*PROMPT*: Copy out only the lines of the listing below that contain the string "field", treating uppercase and lowercase as different.

Pointing entries for named objects:
....

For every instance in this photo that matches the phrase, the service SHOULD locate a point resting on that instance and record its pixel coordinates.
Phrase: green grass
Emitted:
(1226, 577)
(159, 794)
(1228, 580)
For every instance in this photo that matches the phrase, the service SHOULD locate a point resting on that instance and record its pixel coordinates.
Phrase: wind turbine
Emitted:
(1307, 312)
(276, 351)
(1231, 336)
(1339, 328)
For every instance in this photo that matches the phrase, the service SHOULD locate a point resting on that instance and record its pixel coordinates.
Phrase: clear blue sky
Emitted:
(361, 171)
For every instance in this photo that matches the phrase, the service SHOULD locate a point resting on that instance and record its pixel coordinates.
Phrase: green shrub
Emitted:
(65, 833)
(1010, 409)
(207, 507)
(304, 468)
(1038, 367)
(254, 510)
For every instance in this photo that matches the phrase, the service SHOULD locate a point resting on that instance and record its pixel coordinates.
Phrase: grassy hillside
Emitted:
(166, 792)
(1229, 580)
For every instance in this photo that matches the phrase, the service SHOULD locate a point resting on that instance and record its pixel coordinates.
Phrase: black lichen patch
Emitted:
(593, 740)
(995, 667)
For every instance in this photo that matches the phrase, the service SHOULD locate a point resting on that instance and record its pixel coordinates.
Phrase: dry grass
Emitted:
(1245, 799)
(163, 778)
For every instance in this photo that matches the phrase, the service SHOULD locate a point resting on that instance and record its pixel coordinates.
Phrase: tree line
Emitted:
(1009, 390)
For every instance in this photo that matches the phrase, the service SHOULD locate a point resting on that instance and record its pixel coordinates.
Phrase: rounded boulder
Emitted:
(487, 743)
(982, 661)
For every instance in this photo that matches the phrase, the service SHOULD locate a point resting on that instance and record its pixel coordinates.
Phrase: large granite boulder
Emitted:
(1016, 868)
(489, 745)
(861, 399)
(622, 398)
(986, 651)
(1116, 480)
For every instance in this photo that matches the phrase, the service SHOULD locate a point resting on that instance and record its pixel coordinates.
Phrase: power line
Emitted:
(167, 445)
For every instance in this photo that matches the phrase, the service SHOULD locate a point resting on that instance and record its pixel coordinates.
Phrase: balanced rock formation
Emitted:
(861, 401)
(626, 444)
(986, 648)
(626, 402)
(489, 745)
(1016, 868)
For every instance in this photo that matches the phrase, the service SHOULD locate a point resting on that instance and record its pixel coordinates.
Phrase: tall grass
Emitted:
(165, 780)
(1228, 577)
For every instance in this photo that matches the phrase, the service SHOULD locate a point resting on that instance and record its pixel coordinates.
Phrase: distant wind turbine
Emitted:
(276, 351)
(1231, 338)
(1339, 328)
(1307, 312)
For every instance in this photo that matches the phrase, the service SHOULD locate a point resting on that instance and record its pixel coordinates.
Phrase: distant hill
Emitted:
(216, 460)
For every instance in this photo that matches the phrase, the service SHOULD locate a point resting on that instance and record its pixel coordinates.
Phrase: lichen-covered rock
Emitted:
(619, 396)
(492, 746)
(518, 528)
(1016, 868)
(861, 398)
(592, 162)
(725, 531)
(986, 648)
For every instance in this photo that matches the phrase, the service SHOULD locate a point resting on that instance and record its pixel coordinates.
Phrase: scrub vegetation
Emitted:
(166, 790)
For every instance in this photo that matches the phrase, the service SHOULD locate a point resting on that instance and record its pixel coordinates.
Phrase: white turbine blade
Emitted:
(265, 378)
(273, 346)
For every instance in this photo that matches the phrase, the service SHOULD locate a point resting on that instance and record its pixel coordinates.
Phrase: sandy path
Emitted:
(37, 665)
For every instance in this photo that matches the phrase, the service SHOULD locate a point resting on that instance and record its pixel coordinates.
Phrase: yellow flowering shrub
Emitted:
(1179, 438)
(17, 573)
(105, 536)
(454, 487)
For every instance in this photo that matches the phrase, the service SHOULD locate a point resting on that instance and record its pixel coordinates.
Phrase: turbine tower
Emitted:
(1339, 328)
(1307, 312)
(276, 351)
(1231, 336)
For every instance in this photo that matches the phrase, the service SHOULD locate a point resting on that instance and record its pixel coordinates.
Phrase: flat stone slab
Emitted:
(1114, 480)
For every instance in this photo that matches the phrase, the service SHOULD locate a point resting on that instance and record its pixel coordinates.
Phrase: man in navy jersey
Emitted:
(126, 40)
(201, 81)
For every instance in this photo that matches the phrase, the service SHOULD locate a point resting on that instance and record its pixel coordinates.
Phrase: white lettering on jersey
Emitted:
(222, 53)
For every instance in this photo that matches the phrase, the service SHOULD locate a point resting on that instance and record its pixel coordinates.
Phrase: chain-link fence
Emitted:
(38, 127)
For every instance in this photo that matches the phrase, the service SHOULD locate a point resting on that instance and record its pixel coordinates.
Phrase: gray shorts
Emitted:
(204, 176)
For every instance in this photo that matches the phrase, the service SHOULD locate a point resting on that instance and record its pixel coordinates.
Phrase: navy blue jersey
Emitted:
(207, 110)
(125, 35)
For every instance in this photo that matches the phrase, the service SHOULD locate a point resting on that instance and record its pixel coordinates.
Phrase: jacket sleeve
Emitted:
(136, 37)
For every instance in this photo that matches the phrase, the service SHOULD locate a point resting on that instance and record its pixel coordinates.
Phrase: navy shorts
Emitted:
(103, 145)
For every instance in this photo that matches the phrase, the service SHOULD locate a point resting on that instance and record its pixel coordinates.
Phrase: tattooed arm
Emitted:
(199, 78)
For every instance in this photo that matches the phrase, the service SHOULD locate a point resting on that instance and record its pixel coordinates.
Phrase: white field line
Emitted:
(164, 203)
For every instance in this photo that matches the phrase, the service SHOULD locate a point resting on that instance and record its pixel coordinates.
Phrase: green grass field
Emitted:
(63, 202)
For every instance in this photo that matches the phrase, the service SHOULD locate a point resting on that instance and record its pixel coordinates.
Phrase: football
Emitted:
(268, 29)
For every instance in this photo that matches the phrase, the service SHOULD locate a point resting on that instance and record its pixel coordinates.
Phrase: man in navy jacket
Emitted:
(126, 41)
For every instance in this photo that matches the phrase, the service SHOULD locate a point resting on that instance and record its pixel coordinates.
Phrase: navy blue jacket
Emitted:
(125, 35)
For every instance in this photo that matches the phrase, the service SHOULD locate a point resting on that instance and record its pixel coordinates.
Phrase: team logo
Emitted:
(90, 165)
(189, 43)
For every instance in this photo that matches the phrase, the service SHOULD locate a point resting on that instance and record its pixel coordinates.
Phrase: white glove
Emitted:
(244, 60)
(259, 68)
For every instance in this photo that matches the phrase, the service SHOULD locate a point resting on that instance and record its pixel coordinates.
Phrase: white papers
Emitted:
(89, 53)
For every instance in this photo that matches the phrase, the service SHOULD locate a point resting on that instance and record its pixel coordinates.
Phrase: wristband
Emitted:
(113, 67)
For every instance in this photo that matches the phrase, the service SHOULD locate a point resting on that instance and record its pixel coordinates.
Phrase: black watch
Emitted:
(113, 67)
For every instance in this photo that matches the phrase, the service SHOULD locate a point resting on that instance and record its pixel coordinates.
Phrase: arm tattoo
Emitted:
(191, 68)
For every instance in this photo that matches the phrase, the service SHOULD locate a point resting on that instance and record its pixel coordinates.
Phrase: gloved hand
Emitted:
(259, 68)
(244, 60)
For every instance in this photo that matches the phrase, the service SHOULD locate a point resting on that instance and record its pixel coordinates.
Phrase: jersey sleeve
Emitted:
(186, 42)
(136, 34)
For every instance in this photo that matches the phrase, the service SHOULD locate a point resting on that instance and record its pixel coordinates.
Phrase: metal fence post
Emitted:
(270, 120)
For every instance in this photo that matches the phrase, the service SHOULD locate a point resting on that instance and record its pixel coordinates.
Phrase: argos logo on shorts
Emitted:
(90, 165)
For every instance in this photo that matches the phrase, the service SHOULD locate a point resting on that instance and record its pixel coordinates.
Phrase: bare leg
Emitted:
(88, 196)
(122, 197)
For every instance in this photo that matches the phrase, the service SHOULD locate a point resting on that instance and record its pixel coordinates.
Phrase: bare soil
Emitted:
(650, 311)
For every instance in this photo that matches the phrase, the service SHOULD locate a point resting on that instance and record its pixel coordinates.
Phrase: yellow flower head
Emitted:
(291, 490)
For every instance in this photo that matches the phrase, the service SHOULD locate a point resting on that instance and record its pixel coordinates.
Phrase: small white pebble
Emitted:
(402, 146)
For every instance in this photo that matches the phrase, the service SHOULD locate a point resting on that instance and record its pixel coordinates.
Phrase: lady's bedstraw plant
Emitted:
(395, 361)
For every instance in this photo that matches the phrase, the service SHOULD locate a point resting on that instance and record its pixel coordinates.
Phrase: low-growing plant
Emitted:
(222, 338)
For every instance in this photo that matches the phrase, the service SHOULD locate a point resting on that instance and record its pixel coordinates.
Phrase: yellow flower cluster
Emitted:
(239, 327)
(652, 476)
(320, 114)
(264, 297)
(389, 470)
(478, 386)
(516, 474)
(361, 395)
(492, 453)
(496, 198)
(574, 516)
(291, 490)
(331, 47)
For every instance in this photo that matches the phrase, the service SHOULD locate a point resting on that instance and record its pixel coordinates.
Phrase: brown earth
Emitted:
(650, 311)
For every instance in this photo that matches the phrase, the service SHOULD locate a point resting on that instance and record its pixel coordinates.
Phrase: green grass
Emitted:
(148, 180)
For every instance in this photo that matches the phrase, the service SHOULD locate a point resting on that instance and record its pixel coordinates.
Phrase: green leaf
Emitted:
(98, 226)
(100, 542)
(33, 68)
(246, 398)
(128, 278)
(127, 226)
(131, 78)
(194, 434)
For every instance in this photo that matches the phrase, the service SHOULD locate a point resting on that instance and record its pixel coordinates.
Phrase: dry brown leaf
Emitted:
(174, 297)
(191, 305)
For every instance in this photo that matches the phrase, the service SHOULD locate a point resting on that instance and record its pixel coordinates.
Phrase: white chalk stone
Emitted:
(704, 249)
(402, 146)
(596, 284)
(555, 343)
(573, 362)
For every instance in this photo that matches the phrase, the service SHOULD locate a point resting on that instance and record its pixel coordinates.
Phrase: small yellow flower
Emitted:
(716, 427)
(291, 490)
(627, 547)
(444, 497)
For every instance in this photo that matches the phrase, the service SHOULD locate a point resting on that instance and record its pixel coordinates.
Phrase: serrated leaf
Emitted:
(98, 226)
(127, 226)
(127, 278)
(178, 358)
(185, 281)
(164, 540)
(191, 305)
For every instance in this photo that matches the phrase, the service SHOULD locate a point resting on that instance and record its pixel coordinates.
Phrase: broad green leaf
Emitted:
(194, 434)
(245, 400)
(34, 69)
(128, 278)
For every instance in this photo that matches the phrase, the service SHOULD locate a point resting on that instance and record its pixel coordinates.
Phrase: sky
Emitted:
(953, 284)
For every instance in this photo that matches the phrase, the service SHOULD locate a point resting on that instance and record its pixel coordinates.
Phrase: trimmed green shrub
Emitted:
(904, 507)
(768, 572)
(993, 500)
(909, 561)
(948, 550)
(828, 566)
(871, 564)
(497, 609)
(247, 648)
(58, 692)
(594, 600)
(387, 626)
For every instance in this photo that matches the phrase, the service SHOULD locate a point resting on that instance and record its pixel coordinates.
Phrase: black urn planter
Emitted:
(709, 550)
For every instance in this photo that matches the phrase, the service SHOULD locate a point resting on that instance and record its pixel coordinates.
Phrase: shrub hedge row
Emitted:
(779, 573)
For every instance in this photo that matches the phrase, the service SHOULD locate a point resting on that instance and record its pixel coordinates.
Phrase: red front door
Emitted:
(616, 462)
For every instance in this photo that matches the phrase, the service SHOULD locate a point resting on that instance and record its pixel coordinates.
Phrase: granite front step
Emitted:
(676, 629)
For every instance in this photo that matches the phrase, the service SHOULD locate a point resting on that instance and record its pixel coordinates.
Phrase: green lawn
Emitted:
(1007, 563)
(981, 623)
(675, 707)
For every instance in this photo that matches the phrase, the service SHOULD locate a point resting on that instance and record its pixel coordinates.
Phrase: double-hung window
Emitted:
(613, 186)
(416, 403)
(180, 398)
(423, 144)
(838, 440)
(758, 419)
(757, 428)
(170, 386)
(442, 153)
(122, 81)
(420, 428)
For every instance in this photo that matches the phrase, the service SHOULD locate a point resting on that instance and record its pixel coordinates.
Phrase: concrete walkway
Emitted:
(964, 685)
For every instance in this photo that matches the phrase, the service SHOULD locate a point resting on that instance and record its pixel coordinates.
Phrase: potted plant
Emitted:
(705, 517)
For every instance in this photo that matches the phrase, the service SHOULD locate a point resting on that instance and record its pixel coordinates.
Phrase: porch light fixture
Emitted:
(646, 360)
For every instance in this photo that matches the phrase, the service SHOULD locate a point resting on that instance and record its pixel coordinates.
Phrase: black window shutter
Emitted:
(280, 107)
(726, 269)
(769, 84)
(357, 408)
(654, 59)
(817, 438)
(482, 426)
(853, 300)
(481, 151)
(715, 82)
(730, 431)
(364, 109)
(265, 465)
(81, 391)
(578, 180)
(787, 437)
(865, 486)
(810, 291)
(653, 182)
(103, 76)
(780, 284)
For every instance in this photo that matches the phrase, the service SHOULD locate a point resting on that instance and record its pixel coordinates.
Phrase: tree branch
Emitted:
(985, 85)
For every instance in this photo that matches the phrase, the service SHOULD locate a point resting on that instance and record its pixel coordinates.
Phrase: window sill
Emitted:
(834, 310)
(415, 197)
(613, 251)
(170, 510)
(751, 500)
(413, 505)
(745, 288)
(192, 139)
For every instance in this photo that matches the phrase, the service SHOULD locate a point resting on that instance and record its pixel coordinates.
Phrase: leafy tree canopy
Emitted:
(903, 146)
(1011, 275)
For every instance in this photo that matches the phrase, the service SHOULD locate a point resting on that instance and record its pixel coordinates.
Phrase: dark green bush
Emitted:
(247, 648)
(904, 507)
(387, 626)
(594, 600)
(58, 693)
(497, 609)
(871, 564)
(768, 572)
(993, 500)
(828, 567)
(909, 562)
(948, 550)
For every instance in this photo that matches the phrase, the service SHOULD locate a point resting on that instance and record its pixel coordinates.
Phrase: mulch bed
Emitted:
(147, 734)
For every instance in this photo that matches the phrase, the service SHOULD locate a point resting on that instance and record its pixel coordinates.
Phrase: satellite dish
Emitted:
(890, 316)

....

*OUTPUT FOR THIS EXERCISE*:
Phrase: white field line
Phrase: green grass field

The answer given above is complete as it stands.